Work to do: Copy the listing from the line holding "spot the baseboard trim in the photo above" through the end of the listing, inclusive, and replace "marker" with "pin" while leaving everything else the same.

Records for this exercise:
begin
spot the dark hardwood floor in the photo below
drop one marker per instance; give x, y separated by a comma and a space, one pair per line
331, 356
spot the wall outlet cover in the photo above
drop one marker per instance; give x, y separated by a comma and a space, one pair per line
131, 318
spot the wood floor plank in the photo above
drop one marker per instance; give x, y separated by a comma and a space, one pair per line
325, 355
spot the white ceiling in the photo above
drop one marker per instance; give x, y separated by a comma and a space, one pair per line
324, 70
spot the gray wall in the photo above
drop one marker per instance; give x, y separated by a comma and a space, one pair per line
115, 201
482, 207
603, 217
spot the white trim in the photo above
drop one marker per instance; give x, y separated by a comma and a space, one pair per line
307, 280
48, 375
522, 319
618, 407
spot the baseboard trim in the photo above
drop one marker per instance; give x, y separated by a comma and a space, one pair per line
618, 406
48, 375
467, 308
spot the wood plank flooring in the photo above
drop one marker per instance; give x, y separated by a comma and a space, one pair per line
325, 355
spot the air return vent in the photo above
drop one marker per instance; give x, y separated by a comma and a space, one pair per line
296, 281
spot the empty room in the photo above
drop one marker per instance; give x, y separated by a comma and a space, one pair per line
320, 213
end
Output for this task:
spot the baseboard trim in the photo above
drop one pin per instance; give x, y separated by a comma and a space, one pair per line
618, 406
48, 375
467, 308
spot the wood plank flooring in the photo above
drop one pin per instance; give x, y separated by a comma and a space, one pair per line
325, 355
spot the air return vent in the photo above
drop one pin per instance; give x, y separated by a comma and a space, one pair per line
296, 281
spot the empty room in the photo above
drop one pin per instance; give x, y separated by a comma and a space, one pair per line
320, 213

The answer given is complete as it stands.